___ PAGE EXCERPT ___

We find the trial judge's inquiry of the first nine jurors, as to whether they agreed with the
"principles" he had addressed earlier, fell short of the inquiry required by Rule 431(b). The
question put to this first group of prospective jurors was much like "a general question
concerning the juror's willingness to follow the law" that Rule 431(b) sought to prohibit. 177 Ill.
2d R. 431(b), Committee Comments, at lxxix; People v. Arredondo, 394 Ill. App. 3d 944, 953-
54, 916 N.E.2d 1263 (2009) (trial judge's general inquiry about the
"appropriate verdict form" was general questioning concerning the
jurors' willingness to follow the law, which Rule 431(b) sought
to prohibit).

___ RECORD EXTRACTS ___

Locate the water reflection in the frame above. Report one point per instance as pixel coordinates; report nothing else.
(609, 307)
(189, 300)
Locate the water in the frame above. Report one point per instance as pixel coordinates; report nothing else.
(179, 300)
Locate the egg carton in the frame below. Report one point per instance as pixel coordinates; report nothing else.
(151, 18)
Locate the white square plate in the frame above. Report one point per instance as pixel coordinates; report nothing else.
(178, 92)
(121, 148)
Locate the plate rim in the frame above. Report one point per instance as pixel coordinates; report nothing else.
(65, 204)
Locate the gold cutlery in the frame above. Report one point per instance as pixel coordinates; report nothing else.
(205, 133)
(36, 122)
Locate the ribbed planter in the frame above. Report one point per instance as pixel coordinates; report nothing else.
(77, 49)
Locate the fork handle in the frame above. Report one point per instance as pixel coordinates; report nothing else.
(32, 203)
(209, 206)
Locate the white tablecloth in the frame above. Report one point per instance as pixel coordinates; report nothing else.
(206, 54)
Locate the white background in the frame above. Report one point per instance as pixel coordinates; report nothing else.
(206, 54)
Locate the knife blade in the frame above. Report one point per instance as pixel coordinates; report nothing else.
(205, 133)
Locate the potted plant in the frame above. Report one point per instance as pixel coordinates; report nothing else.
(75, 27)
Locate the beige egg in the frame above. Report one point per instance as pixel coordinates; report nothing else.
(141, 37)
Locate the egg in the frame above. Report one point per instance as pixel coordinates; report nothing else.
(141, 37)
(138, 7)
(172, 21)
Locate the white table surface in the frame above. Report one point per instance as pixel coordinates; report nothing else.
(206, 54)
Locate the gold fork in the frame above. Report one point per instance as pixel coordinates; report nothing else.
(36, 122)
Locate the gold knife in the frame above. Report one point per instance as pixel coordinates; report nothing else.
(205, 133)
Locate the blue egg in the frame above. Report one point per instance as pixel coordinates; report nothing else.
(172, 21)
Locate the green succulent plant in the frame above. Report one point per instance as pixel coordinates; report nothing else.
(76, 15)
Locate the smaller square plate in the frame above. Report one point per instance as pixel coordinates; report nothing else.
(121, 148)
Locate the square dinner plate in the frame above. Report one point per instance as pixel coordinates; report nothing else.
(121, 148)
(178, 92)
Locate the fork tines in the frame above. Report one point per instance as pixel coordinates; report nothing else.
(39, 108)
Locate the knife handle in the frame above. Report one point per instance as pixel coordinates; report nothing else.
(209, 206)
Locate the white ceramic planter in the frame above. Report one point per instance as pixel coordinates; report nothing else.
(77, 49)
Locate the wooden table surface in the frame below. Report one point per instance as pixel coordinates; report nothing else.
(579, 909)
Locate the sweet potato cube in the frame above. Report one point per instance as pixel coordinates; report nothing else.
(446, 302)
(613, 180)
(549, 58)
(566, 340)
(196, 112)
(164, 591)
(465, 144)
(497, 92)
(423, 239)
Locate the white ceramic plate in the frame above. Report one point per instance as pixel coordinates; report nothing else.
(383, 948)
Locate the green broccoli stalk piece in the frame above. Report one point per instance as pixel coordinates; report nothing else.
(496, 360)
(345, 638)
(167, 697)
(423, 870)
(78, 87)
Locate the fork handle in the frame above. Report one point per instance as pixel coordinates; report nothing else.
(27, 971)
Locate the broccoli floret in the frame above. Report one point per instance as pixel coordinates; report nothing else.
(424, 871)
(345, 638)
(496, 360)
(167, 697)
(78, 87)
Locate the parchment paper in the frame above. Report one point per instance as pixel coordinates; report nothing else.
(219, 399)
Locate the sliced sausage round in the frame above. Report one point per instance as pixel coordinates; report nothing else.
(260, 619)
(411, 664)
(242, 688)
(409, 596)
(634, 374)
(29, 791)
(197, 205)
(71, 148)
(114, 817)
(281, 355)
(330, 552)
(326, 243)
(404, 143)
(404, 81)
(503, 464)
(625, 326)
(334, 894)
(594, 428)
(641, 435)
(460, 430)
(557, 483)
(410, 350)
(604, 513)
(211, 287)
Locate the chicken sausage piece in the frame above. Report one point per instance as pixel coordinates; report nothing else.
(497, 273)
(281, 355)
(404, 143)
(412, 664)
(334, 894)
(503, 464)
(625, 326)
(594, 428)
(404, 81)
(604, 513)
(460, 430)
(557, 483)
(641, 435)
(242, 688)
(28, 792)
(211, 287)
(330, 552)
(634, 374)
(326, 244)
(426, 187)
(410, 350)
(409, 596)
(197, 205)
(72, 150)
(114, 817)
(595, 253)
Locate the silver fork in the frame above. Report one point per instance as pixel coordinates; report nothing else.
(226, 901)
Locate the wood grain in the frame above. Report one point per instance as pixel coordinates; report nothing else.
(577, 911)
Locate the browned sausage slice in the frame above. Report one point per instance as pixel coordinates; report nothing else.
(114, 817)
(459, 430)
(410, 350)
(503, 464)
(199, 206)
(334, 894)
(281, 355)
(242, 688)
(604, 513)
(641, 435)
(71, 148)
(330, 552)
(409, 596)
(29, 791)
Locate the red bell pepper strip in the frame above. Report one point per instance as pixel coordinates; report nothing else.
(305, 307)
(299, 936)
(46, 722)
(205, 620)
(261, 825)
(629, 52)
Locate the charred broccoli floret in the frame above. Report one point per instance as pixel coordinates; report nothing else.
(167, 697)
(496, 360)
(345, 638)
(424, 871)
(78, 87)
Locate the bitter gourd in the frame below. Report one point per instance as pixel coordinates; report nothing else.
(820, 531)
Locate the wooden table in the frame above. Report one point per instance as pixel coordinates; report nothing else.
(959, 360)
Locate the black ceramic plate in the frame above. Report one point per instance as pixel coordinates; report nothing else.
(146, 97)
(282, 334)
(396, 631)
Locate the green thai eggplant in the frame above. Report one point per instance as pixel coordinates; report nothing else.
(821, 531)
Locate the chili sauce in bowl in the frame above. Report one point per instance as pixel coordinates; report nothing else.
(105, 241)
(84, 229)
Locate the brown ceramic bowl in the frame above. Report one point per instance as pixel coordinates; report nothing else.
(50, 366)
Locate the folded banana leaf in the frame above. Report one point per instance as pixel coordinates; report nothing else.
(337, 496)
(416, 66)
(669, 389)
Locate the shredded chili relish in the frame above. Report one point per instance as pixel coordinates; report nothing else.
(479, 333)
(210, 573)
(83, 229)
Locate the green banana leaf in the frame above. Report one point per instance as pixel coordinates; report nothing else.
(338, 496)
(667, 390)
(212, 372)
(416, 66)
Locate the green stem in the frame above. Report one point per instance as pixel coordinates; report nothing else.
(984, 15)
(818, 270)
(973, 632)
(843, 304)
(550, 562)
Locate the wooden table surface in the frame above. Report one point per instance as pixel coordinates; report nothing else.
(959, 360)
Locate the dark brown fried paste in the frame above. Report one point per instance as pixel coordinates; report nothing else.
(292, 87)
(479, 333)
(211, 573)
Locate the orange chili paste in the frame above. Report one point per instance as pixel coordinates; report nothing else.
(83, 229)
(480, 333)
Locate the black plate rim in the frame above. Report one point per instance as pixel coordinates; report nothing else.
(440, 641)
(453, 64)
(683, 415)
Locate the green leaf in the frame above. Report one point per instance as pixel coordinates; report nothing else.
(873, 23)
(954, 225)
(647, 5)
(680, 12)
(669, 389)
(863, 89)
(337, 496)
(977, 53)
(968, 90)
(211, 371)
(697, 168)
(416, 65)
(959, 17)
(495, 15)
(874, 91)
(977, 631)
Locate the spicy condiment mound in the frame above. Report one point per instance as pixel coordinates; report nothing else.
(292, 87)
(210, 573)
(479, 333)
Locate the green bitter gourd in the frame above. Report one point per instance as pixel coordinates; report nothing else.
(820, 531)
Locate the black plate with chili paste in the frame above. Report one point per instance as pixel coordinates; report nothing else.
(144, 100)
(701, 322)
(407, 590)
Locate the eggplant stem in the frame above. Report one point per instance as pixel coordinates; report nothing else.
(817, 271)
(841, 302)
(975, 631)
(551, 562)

___

[TO BE DONE]:
1. Rewrite the Rule 431(b) passage, everything from "2d R. 431(b), Committee" down to "to prohibit).", with "verdict form" changed to "jury instructions".
2. Answer these questions about the Rule 431(b) passage:
(a) How many jurors were in the first group the trial judge questioned?
(b) Which case does the passage cite?
(c) In that case, what was the trial judge's general inquiry about?
3. Continue the Rule 431(b) passage from the point where it stops.
The lines that come after the Rule 431(b) passage are separate material.

[ANSWERS BELOW]:
1.
2d R. 431(b), Committee Comments, at lxxix; People v. Arredondo, 394 Ill. App. 3d 944, 953-
54, 916 N.E.2d 1263 (2009) (trial judge's general inquiry about the
"appropriate jury instructions" was general questioning concerning the
jurors' willingness to follow the law, which Rule 431(b) sought
to prohibit).

2.
(a) Nine.
(b) People v. Arredondo.
(c) The "appropriate verdict form."

3.
To be clear, we do not suggest that the rule requires
questioning of each prospective juror, either individually or in
a group, regarding the acceptance and understanding of each Zehr
principle, although following this method would obviate plain
error review on appeal. See People v. Strickland, No. 1-08-1304,
slip op. at 24-28 (March 8, 2010) (rejecting claim that the voir
dire method employed by the circuit court violated Rule 431(b)).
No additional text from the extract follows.